▶ **Given passage**:
I loved reading this novel and was sorry to see it come to an end. It had been on my radar for sometime and I moved it to the top of my reading list when I found out Rebecca Cantrell was coming to the area for a book signing. I'm now looking forward to reading the second Hannah Vogel novel, A Night of Long Knives, which was just released in June.

Set in 1931 Berlin A Trace of Smoke is a skillfully written mystery/thriller with a literary sensibility. I was hooked on the first page. This richly detailed story does not get bogged down by the details because the details are so organic to the story. Hannah Vogel and the surrounding cast of characters are vivid flesh and blood people. Their lives are in flux due to the aftermath of The Great War and the rise of the Nazi Party, which is poised to take control of not only the city, but of Germany. Some people, such as Hannah's Jewish friend Sarah and her brother, have fled Germany while others are trying to negotiate the shifting political landscape. As a result, the climate is one of increasing distrust, suspicion, and violence.

Hannah has just discovered something horrible when we meet her on the first pages. The brother that she practically raised as her own son, Ernst, had been distant from her for the last six months and now he's dead. Murdered. Hannah sees his picture in the Hall of the Unnamed Dead at the Alexanderplatz police station and must keep the information to herself. He was fished out of the water, naked, with no signs of violence on his body other than a single stab wound through his heart. Hannah is a crime reporter and was at the police station for her weekly Monday meeting with a contact who gives her access to reports for potential stories about the murders, rapes, and other crimes committed over the weekend.

She tells no one that Ernst is dead because she, like her dead brother, currently has no identity papers. Hannah and Ernst had loaned their identity papers to Sarah and her brother who used the papers to escape from the increasingly violent antisemitism of the Nazis. They used the papers and posed as Hannah and Ernst going on vacation to America. If Hannah were to report Ernst's death, all could be lost for Sarah and her brother. So for now she keeps her own brother's murder to herself, at least until the identity papers are returned, and starts her own investigation into the murder.

Hannah's brother was gay and the star performer at the El Dorado, a posh drag club, and that's her first investigative stop. Although he's the star attraction, Hannah is surprised to find that his coworkers at the bar aren't all that upset he's gone missing. Apparently he's disappeared like this for a few days in the past. But are some not upset because they're the murderers and know he's dead?

▶ **Source records**:
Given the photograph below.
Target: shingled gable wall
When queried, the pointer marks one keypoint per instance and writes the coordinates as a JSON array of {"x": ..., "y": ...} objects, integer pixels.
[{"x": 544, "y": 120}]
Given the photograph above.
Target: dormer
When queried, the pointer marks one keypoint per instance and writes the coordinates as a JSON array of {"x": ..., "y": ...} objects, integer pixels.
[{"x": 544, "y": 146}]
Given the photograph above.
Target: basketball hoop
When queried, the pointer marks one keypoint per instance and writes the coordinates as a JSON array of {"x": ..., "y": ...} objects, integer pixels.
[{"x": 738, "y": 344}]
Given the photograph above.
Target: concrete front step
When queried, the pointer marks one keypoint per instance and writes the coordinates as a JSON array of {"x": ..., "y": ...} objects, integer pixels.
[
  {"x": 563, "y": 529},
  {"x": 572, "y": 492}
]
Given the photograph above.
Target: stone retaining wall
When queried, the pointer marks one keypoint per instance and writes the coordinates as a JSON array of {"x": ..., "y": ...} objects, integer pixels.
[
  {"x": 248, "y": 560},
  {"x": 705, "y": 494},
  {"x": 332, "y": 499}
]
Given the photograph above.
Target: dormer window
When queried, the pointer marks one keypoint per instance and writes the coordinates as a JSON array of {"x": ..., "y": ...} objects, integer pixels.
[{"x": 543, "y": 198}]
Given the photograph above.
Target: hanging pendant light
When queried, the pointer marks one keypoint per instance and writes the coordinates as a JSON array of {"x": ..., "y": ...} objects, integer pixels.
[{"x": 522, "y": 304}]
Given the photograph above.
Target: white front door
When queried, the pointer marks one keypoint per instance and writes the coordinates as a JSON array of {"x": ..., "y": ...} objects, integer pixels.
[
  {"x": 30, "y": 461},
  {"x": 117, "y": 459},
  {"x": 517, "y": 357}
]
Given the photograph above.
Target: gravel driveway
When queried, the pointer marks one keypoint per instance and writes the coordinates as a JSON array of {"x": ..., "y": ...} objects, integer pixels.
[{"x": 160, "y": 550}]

...

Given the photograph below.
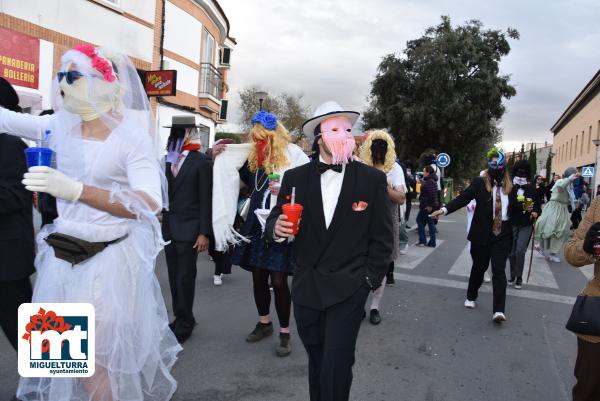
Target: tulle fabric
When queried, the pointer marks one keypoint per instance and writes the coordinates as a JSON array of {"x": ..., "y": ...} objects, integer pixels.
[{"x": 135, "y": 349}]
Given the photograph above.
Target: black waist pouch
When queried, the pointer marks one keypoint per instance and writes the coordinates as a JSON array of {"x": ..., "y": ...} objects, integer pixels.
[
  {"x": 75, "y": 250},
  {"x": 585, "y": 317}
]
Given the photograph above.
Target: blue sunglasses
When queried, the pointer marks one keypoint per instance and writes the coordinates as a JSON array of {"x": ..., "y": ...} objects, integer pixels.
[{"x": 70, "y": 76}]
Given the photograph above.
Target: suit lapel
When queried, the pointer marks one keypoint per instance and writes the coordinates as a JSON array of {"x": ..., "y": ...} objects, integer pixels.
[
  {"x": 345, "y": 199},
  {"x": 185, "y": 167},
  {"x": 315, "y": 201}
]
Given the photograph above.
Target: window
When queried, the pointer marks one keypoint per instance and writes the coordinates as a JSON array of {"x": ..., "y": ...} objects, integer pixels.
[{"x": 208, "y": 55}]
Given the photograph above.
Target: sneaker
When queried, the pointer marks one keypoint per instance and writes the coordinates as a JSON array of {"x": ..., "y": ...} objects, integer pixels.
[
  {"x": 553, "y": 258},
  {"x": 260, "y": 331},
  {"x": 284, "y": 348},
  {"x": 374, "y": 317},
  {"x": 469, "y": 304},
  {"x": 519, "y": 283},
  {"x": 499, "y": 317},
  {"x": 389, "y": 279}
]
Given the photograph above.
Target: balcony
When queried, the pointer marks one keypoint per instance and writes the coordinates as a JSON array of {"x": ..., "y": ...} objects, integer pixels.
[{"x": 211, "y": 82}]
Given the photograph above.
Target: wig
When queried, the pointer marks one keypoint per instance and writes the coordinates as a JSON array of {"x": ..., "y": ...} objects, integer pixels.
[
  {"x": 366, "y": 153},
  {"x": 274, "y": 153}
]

▶ **Problems to work on**:
a - According to the book review, where does Hannah see her brother Ernst's picture?
b - Count the lines of the entries that contain the string "wall", treating case as significant, and reply with only the number.

▶ **Worked solutions**:
a - In the Hall of the Unnamed Dead at the Alexanderplatz police station.

b - 2